Reproduce verbatim the stretch of the entries below from the line containing "Provide the outline of every instance of the sofa recliner" through the line containing "257], [203, 256]]]".
::: EXTRACTED INFORMATION :::
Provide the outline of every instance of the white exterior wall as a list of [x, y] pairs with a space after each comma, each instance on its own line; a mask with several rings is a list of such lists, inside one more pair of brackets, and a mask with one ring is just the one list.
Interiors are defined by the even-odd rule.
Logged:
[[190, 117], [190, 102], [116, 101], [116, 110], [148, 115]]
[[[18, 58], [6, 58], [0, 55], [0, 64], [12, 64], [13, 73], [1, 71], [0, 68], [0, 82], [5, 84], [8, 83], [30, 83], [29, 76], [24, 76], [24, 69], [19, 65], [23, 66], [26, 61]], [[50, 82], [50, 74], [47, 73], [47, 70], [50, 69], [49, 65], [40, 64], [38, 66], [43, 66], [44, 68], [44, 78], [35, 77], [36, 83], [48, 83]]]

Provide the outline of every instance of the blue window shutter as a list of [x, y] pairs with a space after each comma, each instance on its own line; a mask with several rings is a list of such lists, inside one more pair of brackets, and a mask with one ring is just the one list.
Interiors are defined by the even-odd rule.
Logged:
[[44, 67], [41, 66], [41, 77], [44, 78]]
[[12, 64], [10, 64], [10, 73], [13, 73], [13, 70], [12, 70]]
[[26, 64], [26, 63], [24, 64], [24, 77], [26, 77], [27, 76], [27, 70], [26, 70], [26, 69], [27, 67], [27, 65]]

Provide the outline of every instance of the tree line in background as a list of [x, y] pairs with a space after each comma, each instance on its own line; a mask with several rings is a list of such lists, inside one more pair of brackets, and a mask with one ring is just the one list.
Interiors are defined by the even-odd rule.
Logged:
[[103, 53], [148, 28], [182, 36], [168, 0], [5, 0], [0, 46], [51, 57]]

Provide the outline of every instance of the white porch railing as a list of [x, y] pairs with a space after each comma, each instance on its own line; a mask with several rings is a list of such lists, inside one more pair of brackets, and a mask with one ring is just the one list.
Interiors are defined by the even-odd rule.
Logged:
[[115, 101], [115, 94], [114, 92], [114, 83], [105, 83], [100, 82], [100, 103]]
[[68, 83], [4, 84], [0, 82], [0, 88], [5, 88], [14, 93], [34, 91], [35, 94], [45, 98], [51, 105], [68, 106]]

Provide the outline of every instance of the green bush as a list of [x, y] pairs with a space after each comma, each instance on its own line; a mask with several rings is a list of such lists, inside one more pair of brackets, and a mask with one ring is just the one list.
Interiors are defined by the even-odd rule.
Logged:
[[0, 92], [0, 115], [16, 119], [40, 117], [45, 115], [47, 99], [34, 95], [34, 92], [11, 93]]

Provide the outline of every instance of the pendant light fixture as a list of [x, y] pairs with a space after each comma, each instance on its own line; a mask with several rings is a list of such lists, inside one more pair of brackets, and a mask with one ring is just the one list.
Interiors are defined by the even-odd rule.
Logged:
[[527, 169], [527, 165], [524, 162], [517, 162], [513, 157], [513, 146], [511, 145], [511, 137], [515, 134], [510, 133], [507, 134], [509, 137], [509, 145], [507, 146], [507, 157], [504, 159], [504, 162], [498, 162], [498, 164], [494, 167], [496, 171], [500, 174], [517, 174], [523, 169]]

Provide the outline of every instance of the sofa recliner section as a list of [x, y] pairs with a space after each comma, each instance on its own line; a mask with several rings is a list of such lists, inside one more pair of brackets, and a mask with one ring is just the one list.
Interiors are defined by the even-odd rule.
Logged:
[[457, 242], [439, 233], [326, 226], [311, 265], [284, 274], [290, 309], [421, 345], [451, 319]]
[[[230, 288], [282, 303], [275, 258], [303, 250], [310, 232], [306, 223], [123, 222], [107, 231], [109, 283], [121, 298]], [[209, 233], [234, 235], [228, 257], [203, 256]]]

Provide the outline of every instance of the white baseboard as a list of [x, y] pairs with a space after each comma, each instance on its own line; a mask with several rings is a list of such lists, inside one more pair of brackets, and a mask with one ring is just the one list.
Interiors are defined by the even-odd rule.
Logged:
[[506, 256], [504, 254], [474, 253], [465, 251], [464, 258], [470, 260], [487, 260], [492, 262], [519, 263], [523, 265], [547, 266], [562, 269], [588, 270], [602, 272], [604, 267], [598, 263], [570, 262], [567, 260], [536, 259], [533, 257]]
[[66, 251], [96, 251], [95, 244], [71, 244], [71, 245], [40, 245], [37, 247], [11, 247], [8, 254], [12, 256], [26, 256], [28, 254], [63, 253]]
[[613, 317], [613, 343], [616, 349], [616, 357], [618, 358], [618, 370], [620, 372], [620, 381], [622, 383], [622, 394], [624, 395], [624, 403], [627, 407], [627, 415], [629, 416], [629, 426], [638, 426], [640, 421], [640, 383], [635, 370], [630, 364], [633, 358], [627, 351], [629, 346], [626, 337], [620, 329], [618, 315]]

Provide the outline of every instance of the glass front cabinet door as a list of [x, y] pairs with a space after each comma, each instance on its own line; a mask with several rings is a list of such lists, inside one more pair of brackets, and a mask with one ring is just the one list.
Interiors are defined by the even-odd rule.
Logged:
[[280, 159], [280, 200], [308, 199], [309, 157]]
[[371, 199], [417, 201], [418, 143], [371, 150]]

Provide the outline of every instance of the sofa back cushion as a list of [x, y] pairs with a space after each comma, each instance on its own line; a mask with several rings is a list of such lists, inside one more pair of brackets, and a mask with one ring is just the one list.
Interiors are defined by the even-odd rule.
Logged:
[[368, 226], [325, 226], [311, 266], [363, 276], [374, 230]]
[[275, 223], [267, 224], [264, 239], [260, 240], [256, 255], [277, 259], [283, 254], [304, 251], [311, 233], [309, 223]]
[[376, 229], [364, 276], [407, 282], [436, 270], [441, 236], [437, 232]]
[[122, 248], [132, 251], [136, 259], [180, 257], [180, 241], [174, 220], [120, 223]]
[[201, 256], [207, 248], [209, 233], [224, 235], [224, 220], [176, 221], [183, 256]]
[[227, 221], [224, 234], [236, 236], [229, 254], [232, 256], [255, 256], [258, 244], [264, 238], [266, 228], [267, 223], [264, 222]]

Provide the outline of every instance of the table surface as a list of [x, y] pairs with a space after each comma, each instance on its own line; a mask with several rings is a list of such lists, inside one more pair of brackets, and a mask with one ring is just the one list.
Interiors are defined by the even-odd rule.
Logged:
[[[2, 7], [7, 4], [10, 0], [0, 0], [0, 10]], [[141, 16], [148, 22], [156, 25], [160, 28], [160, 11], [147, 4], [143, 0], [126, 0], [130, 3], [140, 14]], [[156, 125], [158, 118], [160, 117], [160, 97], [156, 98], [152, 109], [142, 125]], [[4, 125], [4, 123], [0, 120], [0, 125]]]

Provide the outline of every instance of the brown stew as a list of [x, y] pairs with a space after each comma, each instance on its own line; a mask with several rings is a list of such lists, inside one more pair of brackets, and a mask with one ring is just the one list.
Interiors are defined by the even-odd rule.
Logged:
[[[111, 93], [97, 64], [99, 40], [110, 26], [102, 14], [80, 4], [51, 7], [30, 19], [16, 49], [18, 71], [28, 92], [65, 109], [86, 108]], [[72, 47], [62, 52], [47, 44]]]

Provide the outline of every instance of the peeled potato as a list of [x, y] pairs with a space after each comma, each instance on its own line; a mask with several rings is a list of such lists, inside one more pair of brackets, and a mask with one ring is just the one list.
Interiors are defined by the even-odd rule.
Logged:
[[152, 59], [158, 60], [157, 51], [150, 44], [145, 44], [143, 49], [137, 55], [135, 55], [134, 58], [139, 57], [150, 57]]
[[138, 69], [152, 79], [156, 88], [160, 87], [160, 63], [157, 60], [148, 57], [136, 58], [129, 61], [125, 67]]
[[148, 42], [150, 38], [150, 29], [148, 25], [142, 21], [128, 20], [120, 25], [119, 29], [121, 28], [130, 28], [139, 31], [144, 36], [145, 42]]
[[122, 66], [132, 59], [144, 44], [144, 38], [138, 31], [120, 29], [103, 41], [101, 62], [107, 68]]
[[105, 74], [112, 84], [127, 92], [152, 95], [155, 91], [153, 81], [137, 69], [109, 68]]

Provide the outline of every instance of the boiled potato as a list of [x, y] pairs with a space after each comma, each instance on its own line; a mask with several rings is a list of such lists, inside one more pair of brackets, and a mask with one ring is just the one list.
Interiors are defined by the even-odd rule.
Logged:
:::
#### SOLUTION TO THIS PROBLEM:
Provide the outline of every instance of the sofa recliner section as a list of [x, y] pairs with a space after each comma, each instance on its own line; a mask with several rings is a list of such lists, inside one more pair of brackets, and a mask with one ring is just the one list.
Interiors are defined by the even-odd rule.
Logged:
[[457, 242], [439, 233], [326, 226], [311, 265], [284, 274], [290, 309], [421, 345], [451, 319]]
[[[230, 288], [282, 303], [275, 258], [303, 250], [310, 232], [306, 223], [123, 222], [107, 231], [109, 283], [121, 298]], [[209, 233], [234, 235], [228, 257], [203, 256]]]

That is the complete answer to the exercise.